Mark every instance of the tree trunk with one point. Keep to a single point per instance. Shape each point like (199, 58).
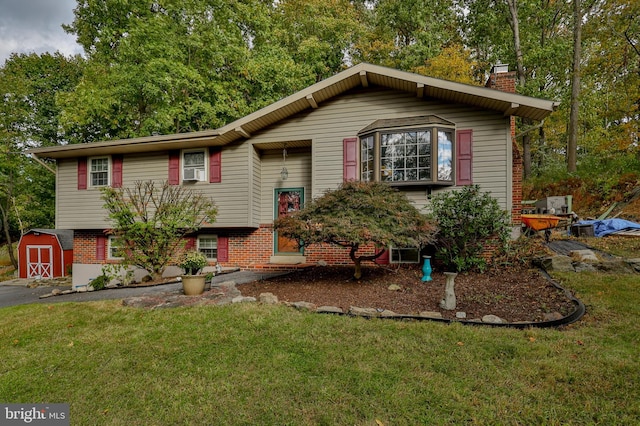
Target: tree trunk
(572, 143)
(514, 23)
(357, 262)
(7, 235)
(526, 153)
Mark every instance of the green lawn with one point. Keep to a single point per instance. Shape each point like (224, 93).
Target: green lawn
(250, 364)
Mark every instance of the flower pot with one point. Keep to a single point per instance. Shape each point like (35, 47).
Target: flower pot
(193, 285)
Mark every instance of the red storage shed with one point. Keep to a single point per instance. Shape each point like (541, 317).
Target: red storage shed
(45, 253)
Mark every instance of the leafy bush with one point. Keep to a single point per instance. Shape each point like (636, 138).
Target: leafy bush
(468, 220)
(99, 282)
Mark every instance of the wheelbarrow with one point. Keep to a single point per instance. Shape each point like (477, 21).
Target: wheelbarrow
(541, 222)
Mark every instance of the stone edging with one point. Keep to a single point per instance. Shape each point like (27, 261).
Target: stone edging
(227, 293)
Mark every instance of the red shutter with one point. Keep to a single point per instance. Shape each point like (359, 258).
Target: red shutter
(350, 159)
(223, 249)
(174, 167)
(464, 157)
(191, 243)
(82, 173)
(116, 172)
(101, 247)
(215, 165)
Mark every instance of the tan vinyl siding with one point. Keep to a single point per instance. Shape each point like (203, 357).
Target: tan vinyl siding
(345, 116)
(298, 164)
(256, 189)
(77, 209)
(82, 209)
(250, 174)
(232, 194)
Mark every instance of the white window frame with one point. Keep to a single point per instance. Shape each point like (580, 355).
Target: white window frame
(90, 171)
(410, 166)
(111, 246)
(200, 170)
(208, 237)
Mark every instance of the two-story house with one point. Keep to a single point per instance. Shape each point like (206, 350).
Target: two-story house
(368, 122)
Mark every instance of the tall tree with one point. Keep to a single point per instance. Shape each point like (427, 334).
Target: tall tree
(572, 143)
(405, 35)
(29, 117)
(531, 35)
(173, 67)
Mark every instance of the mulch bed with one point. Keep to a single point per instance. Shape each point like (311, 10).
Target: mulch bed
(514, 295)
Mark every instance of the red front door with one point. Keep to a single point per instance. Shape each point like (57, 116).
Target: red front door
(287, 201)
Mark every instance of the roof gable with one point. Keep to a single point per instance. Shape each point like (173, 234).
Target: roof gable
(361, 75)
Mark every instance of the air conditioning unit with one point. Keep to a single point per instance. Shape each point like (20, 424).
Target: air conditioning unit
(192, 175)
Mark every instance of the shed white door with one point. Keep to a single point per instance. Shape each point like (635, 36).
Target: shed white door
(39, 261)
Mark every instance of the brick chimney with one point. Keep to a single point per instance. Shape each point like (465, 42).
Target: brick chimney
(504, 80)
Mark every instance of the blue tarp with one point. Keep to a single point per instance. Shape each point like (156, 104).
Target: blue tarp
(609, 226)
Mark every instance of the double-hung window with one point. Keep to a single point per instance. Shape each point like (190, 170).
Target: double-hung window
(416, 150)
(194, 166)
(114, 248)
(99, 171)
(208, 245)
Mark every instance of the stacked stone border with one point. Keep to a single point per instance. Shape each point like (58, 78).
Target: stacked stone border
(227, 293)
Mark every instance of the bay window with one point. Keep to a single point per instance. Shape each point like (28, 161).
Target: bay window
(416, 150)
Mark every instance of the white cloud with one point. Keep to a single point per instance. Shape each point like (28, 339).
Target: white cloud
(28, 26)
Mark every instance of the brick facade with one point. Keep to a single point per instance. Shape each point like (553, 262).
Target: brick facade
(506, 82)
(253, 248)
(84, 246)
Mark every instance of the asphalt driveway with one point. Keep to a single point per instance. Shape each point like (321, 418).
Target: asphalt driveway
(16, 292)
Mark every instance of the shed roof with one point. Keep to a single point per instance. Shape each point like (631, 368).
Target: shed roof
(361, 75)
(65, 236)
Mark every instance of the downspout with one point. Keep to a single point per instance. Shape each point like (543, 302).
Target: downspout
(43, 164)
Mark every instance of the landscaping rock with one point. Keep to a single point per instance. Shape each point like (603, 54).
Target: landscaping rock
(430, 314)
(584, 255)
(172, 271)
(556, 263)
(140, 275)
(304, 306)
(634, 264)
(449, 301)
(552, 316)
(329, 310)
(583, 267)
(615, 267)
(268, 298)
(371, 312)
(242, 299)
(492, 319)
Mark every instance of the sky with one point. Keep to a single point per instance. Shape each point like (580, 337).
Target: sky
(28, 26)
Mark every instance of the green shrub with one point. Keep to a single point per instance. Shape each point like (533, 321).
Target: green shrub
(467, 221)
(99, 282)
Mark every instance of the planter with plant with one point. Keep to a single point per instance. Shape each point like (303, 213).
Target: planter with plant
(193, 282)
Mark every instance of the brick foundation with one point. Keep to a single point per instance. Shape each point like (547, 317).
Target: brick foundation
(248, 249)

——

WHAT TO DO -> In full and without changes, repeat the listing above, but not its pictures.

FINISHED EXERCISE ->
Mark every instance of the tree trunk with one point. Keep to a single point per instance. Shape each point like (199, 58).
Target: tree trunk
(572, 143)
(514, 23)
(357, 262)
(7, 235)
(526, 153)
Mark every instance of the green lawn with one point. Keep to a single point per instance. Shape each point like (224, 93).
Target: green lawn
(250, 364)
Mark every instance of the flower pot with one point. Keep to a single point per instance. Shape each point like (35, 47).
Target: flower pot
(193, 285)
Mark every instance of the red storage shed with one point. Keep to a single point per instance. Shape each point like (541, 317).
Target: red storage shed
(45, 253)
Mark every instance of the leafy bush with one point. Keep to a single point per instance. Shape each point like (636, 138).
Target: leafy bush
(468, 220)
(99, 282)
Mark every instance of the wheelbarrow with one point. Keep to a single point per instance. Shape each point like (477, 21).
Target: wheelbarrow
(541, 222)
Mark every instance of the stone edging with one point. Keep to a single point per instance. Shape each point like (27, 261).
Target: stone edging
(227, 293)
Mark every instance of the red shutter with one point. Keep to a single point per instance. Shape each point like (359, 258).
Target: red shutter
(350, 159)
(223, 249)
(174, 167)
(464, 157)
(191, 243)
(82, 173)
(116, 172)
(101, 247)
(215, 165)
Mark every instance of the tan vinyl siding with one point. Keep to a single point per instance. Shape each point like (203, 357).
Target: tan vinyl siding
(345, 116)
(298, 164)
(256, 189)
(77, 209)
(82, 209)
(250, 174)
(232, 194)
Mark every instance of the white window frame with one point. Keep to a single point per instance. Shape each point like (580, 355).
Target: white window frame
(90, 171)
(410, 166)
(111, 246)
(200, 170)
(208, 237)
Mark every instance of the two-story house with one point. Keep to a single point per instance. Shape each point like (206, 350).
Target: two-story house
(368, 122)
Mark every instance of the tall tree with one point. Keep to a single point per instance. Shape each point like (427, 334).
Target: tall tree
(572, 143)
(405, 35)
(29, 117)
(531, 35)
(173, 67)
Mark every instance of the mulch bed with one point. Keep to a single point per instance. Shape each point like (311, 10).
Target: mulch bed
(514, 295)
Mark every instance of the red front door with one point. Keep to a single point per instance. Shape each point like (57, 116).
Target: red front door
(287, 201)
Mark every instance of the roof gable with one point. Keep to a single point per instance. Shape each point like (173, 234).
Target: roof gable
(361, 75)
Mark every instance of the air conditioning unit with one point. Keep to a single point per instance. Shape each point like (20, 424).
Target: air conditioning unit
(192, 175)
Mark every instance of the shed white door with one point. Keep to a single point per instance. Shape each point like (635, 36).
Target: shed white door
(39, 261)
Mark every instance of the brick chimney with one point. Keep to a single point per instance. Shape each point like (465, 42).
Target: brick chimney
(504, 80)
Mark every instance of the blue tarp with one point. Keep to a single point per instance. Shape each point like (156, 104).
Target: blue tarp
(609, 226)
Mark every instance of the double-hung window with one point. Keep to a single point per instance. Shape each point like (190, 170).
Target: double-hung window
(416, 150)
(194, 166)
(114, 248)
(99, 171)
(208, 245)
Mark every instance of the stacked stone border with one point. Keep to a single point per instance. Shape each point like (58, 78).
Target: stacked stone border
(227, 293)
Mark every instance of the bay window with one point. Keep to a single point per instance. Shape each point like (28, 161).
Target: bay window
(416, 150)
Mark every instance of the white cloud with one point. Keep to a single point per instance. Shape each point like (28, 339).
Target: white cloud
(28, 26)
Mark every instance of the brick facade with one point. Keep to a single point per instance. Shape each point like (553, 262).
Target: brick facade
(506, 82)
(253, 248)
(84, 246)
Mark every instance of the asphalt driveway with one point. Keep to a single point per instance. Shape each point like (321, 418).
Target: asphalt driveway
(16, 292)
Mark every instance of the shed roof with one point. Keep to a single point per instance. Shape each point like (631, 368).
Target: shed roof
(361, 75)
(65, 236)
Mark every instance of the downspout with one point. Keep to a single point per instance. Shape each point like (543, 302).
Target: downspout
(43, 164)
Mark every instance of the landscaping rock with one point. Keep to a single point per instance. Shape each point like (603, 54).
Target: landscaping rock
(430, 314)
(584, 255)
(172, 271)
(556, 263)
(140, 275)
(304, 306)
(634, 264)
(449, 301)
(552, 316)
(329, 310)
(583, 267)
(615, 267)
(268, 298)
(371, 312)
(242, 299)
(492, 319)
Mark every instance of the sky with one point. Keep to a single point per instance. Shape each point like (580, 337).
Target: sky
(28, 26)
Mark every instance of the green shrub with one point. Keep to a single point per instance. Shape each point like (533, 321).
Target: green shrub
(467, 221)
(99, 282)
Mark every instance of the planter with plant with one point. Keep to a single point per instance. Shape each point like (303, 213).
Target: planter with plant
(193, 282)
Mark every instance of the brick foundation with one point. Keep to a single point per instance. Shape each point like (547, 317).
Target: brick foundation
(248, 249)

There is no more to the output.